| Extrait du texte |
——————————
Cet article fait partie d'une opération spéciale, en collaboration avec Les Shifters, une association de bénévoles qui accompagne le groupe de réflexion The Shift Project, spécialiste de la transition énergétique.


Face au réchauffement climatique, la prochaine ou le prochain président de la République devra prendre des décisions importantes. Son mandat prendra fin en 2027, trois ans avant 2030, date à laquelle la France devra avoir réduit ses émissions de gaz à effet de serre de 40% pour respecter l'accord de Paris sur le climat.

Pour ce faire, il ou elle trouvera sur son bureau la Stratégie nationale bas carbone (SNBC), un document officiel qui décrit, secteur par secteur – transports, bâtiments, agriculture, industrie, etc. – les efforts importants à réaliser. Une feuille de route que les gouvernements successifs peinent à respecter depuis sa mise en place en 2015.

Les programmes des candidats sont-ils compatibles avec ces objectifs ? C'est la question à laquelle a voulu répondre franceinfo, à quelques jours du premier tour de l'élection présidentielle 2022. Cet article présente un résumé de l'analyse faite par Les Shifters du programme du candidat du Nouveau Parti anticapitaliste, Philippe Poutou. Vous pouvez retrouver leur évaluation complète sur leur site

Son programme respecte-t-il l'accord de Paris ?
——————————
| Données à traiter |
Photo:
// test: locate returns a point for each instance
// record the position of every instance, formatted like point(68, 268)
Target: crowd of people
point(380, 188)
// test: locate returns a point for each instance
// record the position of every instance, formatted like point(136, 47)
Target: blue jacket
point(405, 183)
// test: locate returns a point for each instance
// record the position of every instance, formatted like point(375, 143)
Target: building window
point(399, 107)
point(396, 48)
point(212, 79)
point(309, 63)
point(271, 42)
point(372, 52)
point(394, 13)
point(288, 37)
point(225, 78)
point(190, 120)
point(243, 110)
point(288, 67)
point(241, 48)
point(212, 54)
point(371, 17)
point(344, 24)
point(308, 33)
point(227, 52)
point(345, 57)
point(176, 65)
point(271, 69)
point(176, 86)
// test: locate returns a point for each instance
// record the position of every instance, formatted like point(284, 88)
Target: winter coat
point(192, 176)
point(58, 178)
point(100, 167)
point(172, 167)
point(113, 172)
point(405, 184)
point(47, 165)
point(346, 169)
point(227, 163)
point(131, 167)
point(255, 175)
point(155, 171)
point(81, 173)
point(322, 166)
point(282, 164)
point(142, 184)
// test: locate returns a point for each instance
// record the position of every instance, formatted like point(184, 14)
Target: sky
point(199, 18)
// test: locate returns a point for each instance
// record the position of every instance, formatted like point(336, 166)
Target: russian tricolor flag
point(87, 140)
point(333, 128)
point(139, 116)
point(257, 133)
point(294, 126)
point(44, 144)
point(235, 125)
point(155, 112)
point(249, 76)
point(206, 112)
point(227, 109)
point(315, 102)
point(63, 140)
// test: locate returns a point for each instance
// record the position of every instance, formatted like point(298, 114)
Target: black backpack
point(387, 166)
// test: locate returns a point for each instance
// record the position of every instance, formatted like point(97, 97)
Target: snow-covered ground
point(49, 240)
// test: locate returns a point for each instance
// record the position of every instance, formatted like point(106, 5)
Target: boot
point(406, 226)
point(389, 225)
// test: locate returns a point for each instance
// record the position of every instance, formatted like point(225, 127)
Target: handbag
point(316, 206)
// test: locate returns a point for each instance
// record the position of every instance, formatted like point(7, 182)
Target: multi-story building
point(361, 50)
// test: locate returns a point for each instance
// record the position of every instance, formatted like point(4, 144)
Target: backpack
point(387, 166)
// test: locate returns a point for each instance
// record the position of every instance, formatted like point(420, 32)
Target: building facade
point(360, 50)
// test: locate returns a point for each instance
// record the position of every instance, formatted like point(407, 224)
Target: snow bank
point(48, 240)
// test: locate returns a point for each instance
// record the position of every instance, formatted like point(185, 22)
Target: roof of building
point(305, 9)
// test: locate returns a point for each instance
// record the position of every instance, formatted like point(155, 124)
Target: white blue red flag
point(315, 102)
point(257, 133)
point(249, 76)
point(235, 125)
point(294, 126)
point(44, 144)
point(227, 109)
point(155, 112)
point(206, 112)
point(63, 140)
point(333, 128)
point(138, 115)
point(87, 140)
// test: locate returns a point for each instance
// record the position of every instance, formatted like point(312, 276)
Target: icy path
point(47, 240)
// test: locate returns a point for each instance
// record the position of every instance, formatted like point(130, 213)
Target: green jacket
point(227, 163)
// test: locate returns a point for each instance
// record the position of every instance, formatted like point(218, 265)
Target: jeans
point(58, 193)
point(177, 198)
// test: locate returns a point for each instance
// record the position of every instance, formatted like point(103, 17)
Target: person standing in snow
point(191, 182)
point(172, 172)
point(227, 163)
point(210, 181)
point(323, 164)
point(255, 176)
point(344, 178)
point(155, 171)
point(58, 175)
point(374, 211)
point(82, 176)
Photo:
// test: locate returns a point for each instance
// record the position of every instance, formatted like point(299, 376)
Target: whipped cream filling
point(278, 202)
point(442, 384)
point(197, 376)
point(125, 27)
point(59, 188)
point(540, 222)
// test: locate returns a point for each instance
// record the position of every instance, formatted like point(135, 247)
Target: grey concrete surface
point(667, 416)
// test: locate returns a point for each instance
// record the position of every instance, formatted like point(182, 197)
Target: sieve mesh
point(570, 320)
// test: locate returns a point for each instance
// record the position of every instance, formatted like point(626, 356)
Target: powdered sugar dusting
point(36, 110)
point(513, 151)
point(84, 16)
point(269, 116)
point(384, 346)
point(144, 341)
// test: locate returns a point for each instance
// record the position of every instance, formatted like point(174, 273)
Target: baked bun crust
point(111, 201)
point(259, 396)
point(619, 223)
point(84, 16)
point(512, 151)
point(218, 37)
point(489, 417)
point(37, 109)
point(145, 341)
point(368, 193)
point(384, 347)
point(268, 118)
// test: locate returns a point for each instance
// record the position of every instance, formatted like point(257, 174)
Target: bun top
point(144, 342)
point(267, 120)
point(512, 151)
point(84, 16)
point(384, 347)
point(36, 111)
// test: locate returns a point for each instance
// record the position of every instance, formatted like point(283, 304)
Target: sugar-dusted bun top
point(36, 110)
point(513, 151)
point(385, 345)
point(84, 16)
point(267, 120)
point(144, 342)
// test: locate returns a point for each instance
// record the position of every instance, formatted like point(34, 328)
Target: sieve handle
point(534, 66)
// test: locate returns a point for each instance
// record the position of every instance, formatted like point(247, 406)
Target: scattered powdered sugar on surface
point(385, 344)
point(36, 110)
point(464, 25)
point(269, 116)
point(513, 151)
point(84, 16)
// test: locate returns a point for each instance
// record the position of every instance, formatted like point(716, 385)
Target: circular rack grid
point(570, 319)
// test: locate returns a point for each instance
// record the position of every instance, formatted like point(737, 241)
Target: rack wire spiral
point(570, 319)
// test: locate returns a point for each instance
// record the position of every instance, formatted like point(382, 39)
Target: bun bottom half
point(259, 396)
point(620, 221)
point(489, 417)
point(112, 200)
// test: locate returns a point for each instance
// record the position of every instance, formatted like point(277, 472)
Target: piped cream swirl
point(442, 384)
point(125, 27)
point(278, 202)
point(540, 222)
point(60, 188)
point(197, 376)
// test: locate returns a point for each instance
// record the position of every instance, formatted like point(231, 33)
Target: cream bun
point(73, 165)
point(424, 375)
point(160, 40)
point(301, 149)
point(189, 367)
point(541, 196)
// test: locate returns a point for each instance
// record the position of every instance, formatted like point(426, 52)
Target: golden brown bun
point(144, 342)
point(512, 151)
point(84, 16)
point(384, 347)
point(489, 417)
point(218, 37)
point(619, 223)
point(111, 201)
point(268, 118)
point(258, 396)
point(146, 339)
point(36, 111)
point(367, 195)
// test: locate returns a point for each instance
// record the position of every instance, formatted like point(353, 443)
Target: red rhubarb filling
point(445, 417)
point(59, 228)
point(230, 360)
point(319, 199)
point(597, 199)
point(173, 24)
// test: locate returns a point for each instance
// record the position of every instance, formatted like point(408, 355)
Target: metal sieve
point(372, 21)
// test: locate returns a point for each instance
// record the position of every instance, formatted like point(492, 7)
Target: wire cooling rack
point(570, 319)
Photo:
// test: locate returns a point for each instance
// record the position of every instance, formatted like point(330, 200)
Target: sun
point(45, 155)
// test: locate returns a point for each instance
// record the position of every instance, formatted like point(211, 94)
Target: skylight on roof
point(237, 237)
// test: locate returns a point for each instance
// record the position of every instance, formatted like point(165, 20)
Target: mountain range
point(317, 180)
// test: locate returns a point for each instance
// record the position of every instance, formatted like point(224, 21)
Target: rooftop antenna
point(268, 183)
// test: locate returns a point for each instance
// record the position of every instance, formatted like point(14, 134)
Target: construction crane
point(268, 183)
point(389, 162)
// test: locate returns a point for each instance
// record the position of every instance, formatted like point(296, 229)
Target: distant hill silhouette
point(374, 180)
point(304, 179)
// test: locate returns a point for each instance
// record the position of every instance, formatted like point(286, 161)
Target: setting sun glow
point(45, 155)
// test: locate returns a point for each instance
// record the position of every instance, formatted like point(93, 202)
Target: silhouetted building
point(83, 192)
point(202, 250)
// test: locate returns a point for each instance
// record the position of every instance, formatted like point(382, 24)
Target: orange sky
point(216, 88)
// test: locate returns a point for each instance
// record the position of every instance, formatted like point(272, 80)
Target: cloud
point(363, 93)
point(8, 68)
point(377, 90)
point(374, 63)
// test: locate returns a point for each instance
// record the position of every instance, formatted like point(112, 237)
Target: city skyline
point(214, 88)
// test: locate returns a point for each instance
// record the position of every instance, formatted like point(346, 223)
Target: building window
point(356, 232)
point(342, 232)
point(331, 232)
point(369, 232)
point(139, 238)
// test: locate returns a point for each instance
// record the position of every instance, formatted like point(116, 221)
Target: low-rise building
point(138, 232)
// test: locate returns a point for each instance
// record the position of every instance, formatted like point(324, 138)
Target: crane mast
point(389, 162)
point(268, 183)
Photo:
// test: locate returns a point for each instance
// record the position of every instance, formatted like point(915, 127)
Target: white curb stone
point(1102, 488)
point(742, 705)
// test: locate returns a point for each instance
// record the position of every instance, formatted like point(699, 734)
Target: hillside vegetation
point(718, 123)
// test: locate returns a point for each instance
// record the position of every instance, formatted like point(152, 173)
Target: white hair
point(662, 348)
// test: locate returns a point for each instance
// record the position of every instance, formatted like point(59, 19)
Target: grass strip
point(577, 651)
——————————
| Objectif visé A |
Filtrez les lignes en ne conservant que celles qui contiennent le mot « building », puis recopiez-les toutes.
| Objectif visé B |
Prolongez l'extrait sur les programmes présidentiels et le climat en enchaînant sur sa dernière phrase.
L'extrait sur les programmes présidentiels et le climat n'a aucun lien avec les lignes.

| Réponse attendue A |
Target: building window
Target: multi-story building
Target: building facade
Target: roof of building
Target: silhouetted building
Target: building window
Target: low-rise building

| Réponse attendue B |
- (FRANCEINFO)

Malgré la concision du programme de Philippe Poutou, il aborde "en partie les questions de décarbonation", relèvent Les Shifters. Dans son analyse, l'association cite plusieurs objectifs cohérents avec la SNBC, comme celui de planifier et centraliser la mise en place de la transition écologique, l'attention particulière sur les transports, les objectifs forts en matière d'isolation et d'arrêt de l'artificialisation des sols ou encore la protection des sols défendue en matière d'agriculture. "Il ne couvre toutefois que peu les grandes lignes de la SNBC", pondèrent Les Shifters. Les sujets des déchets, de la recherche et de l'innovation bas carbone ou encore des mutations en termes d'emploi ne sont pas traités. Par ailleurs, l'objectif affiché de sortir du nucléaire et des énergies fossiles d'ici à dix ans est jugé trop court "en considérant les limites données par [le dernier rapport de] RTE", le gestionnaire du réseau électrique. 

Que propose-t-il secteur par secteur ?

- (FRANCEINFO)

Transports. Le secteur représente 31% des émissions de gaz à effet de serre nationales, selon le Haut Conseil pour le climat (document PDF). Pour suivre l'objectif de décarbonation complète des transports d'ici à 2050 affiché dans la SNBC, Philippe Poutou fait plusieurs propositions en faveur des transports en commun, "avec le développement des réseaux et de l'offre, une augmentation du versement mobilité pour les salariés et à terme une gratuité totale des transports collectifs". Le candidat affirme également vouloir réduire le transport de marchandise, notamment en relocalisant la production, et reporter le fret routier vers le fluvial et le ferroviaire. Le trafic aérien doit aussi diminuer de manière "drastique", en interdisant les vols courts. "Ces mesures vont toutes dans le sens de la SNBC, mais plusieurs leviers ne sont pas évoqués, comme l'électrification et l'efficacité énergétique des véhicules", concluent Les Shifters.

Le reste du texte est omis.